Write out again every line from the line with "Given the image above, find the thin" up to and including the line with "114,238 -> 159,769". Multiply each box coordinate in the answers by 0.2, round to whole numbers with halves going up, and leave all other lines and numbers unchanged.

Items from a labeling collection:
★ ★ ★ ★
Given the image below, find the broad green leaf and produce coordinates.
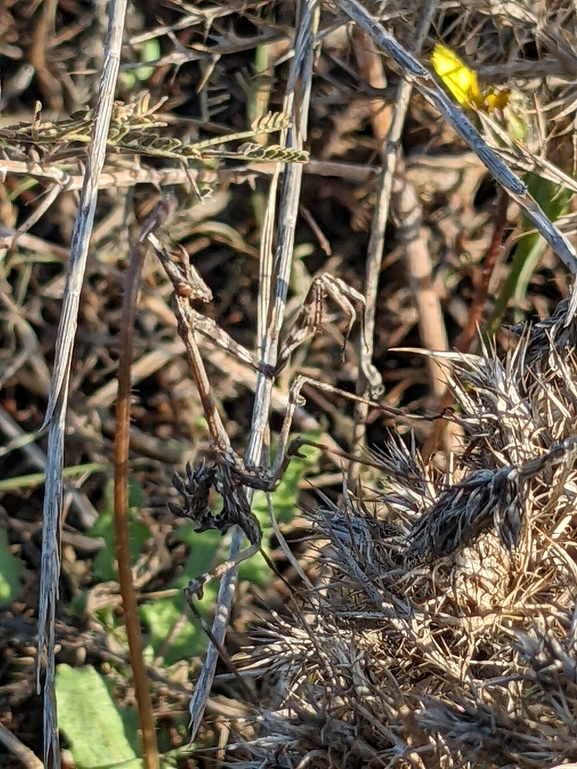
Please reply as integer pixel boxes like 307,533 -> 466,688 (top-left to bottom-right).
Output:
56,665 -> 143,769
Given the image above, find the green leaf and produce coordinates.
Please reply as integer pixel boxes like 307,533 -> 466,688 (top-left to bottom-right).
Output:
56,665 -> 143,769
140,432 -> 320,665
0,529 -> 22,606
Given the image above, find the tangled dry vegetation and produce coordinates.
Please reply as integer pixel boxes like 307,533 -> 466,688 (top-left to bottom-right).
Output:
234,307 -> 577,768
0,0 -> 577,769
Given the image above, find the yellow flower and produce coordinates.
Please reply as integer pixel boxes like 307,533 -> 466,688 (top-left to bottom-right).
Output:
431,43 -> 509,112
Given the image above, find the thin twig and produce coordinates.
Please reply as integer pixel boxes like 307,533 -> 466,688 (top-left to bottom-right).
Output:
0,724 -> 44,769
37,0 -> 127,769
114,203 -> 177,769
335,0 -> 577,325
184,0 -> 319,740
349,0 -> 437,484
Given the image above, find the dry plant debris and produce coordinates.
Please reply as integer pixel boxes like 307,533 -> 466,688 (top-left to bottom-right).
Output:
0,0 -> 577,769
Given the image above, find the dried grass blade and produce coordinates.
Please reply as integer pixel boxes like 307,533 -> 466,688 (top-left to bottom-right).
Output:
189,0 -> 319,740
37,0 -> 127,768
335,0 -> 577,325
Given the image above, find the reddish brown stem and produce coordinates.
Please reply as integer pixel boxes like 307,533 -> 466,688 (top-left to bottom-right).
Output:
114,238 -> 159,769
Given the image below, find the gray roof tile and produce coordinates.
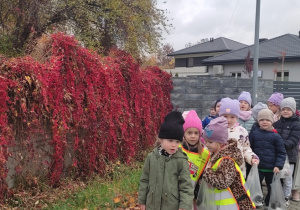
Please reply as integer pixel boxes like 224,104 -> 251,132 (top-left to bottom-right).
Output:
203,34 -> 300,64
168,37 -> 247,56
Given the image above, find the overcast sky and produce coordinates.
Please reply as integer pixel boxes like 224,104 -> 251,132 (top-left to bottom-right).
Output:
157,0 -> 300,51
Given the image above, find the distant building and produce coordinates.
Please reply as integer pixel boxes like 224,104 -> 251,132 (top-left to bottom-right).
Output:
166,37 -> 247,76
167,34 -> 300,81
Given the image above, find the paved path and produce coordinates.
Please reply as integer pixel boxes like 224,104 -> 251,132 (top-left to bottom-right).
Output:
259,186 -> 300,210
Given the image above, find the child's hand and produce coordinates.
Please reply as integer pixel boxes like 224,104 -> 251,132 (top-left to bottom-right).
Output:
251,158 -> 259,165
206,161 -> 211,168
273,167 -> 280,174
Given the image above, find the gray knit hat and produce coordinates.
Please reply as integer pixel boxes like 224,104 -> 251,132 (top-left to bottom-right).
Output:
257,109 -> 274,124
252,102 -> 268,121
280,97 -> 296,113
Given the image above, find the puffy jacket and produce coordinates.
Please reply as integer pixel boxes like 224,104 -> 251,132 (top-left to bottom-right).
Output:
250,128 -> 286,170
203,139 -> 253,210
138,148 -> 194,210
202,115 -> 217,128
238,117 -> 255,133
273,114 -> 300,163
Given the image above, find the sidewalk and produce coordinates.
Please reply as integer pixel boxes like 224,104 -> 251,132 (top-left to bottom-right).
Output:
258,186 -> 300,210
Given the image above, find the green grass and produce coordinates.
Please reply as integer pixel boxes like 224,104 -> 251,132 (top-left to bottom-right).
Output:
47,163 -> 142,210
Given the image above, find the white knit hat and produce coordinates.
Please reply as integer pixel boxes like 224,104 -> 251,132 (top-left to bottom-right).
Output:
280,97 -> 296,113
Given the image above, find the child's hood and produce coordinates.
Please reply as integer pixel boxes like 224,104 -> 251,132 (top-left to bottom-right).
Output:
211,139 -> 244,166
152,147 -> 188,160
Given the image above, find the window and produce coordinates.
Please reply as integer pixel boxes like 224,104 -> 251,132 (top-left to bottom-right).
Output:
231,72 -> 242,78
275,71 -> 289,81
186,58 -> 194,67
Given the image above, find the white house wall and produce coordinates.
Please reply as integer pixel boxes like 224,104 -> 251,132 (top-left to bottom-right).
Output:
208,62 -> 300,82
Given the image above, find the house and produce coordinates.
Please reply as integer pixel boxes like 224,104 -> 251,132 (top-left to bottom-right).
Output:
168,34 -> 300,81
202,34 -> 300,82
166,37 -> 247,76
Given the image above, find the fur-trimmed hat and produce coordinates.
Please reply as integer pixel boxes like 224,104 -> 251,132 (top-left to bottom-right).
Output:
203,116 -> 228,144
257,109 -> 274,124
252,102 -> 268,121
268,92 -> 283,106
158,111 -> 184,142
280,97 -> 296,113
183,110 -> 202,132
219,98 -> 240,118
238,91 -> 252,107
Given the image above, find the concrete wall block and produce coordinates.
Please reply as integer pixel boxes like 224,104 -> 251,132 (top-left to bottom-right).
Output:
185,86 -> 203,94
203,85 -> 221,94
185,77 -> 203,88
171,86 -> 185,93
220,87 -> 240,95
185,100 -> 203,108
203,77 -> 221,87
203,93 -> 220,101
172,100 -> 186,109
184,94 -> 203,101
220,78 -> 237,88
172,77 -> 186,86
171,93 -> 186,101
236,78 -> 253,87
258,80 -> 273,88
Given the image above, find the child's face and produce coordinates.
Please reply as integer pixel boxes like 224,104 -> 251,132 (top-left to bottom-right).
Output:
205,139 -> 221,153
240,100 -> 250,111
216,102 -> 221,114
281,107 -> 293,118
268,102 -> 280,114
210,108 -> 217,116
160,139 -> 181,155
222,114 -> 237,128
258,119 -> 272,131
184,128 -> 200,145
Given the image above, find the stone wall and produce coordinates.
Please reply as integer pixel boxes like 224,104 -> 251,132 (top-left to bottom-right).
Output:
171,76 -> 273,119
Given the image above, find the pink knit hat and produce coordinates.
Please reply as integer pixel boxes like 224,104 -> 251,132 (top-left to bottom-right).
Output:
203,116 -> 228,144
238,91 -> 252,106
219,98 -> 240,118
183,110 -> 202,132
268,92 -> 283,106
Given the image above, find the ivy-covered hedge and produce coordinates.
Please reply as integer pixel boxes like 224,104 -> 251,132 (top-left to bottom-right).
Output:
0,33 -> 172,199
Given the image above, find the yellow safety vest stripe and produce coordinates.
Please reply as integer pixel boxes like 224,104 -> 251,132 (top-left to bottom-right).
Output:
179,144 -> 210,181
212,157 -> 255,208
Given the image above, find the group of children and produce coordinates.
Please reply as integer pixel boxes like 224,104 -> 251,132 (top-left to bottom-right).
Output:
138,91 -> 300,210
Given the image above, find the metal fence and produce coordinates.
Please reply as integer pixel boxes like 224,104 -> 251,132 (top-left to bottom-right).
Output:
273,81 -> 300,109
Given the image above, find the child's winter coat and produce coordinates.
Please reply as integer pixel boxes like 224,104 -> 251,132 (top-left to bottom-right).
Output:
138,148 -> 194,210
238,111 -> 255,133
250,128 -> 286,170
228,125 -> 258,177
203,139 -> 253,210
273,114 -> 300,163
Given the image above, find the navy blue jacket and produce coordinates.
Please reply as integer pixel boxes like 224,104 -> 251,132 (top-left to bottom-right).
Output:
250,128 -> 286,170
202,115 -> 218,128
273,115 -> 300,163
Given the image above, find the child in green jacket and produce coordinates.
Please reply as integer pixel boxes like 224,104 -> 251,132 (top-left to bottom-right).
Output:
138,111 -> 194,210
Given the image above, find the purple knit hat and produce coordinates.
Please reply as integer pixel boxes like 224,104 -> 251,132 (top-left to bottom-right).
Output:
219,98 -> 240,118
183,110 -> 202,132
203,116 -> 228,144
268,92 -> 283,106
238,91 -> 252,106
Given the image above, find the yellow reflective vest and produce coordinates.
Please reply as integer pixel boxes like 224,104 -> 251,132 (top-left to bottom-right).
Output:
211,157 -> 255,210
179,145 -> 210,183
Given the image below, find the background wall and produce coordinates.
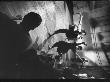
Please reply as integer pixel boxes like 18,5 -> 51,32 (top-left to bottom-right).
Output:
0,1 -> 110,66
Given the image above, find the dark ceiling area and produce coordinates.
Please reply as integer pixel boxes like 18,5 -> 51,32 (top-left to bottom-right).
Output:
0,0 -> 110,79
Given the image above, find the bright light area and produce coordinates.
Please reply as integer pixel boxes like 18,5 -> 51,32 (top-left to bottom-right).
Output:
46,3 -> 55,12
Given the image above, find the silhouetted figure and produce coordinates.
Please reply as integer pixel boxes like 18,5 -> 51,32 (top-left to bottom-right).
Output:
0,12 -> 57,78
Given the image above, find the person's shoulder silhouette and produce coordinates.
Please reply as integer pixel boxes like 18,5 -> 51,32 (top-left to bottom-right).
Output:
0,12 -> 42,77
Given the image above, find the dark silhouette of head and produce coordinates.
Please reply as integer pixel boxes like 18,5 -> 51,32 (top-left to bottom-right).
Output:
20,12 -> 42,32
69,25 -> 75,30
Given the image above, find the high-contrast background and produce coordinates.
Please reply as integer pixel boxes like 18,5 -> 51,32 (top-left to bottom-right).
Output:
0,1 -> 110,78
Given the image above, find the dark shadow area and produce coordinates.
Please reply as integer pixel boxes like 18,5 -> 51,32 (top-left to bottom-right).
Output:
0,13 -> 55,79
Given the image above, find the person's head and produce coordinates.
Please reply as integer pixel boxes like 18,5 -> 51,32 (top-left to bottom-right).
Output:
20,12 -> 42,31
69,25 -> 75,30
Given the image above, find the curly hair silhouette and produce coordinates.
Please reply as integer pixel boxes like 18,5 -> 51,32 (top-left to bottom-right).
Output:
20,12 -> 42,31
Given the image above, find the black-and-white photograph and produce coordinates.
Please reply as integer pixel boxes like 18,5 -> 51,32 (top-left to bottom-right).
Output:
0,0 -> 110,79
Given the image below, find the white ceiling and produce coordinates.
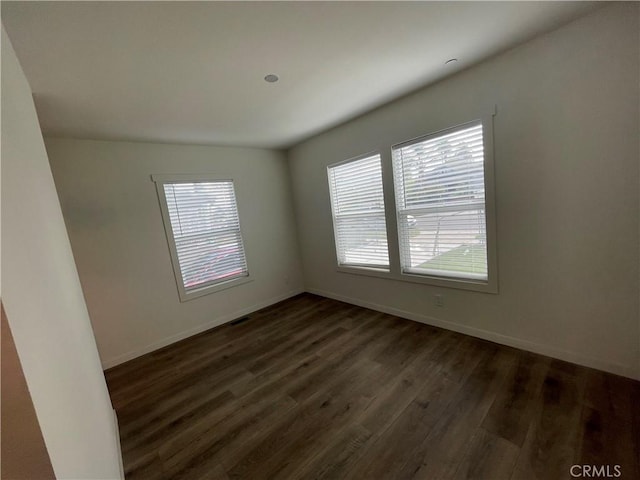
★ ★ ★ ★
Written response >>
Given the image above, find the thin twig and produce coordinates.
Please reply as integer pixel boxes like 307,533 -> 466,688 (top-left to bottom-right).
Output:
0,145 -> 9,154
7,0 -> 25,154
23,41 -> 35,154
67,0 -> 115,65
37,0 -> 64,148
70,0 -> 87,97
Given the image above, find the dry plant debris and produce coordinates.
Please reply as integer pixel boxes like 307,533 -> 466,688 (top-left to bottom-right).
Output:
0,0 -> 115,154
Given the image above, find the dried grass blade and produce coordinates.
Please reply as integer pixel boxes like 307,533 -> 466,688 (top-left to bottom-right).
Output:
38,0 -> 64,148
7,0 -> 25,154
67,0 -> 115,65
Given the image above, find the reddish brown stem and produce coordinates.
Please reply as integer pixel boxes like 307,533 -> 466,688 (top-left to bottom-right).
Output:
23,48 -> 32,154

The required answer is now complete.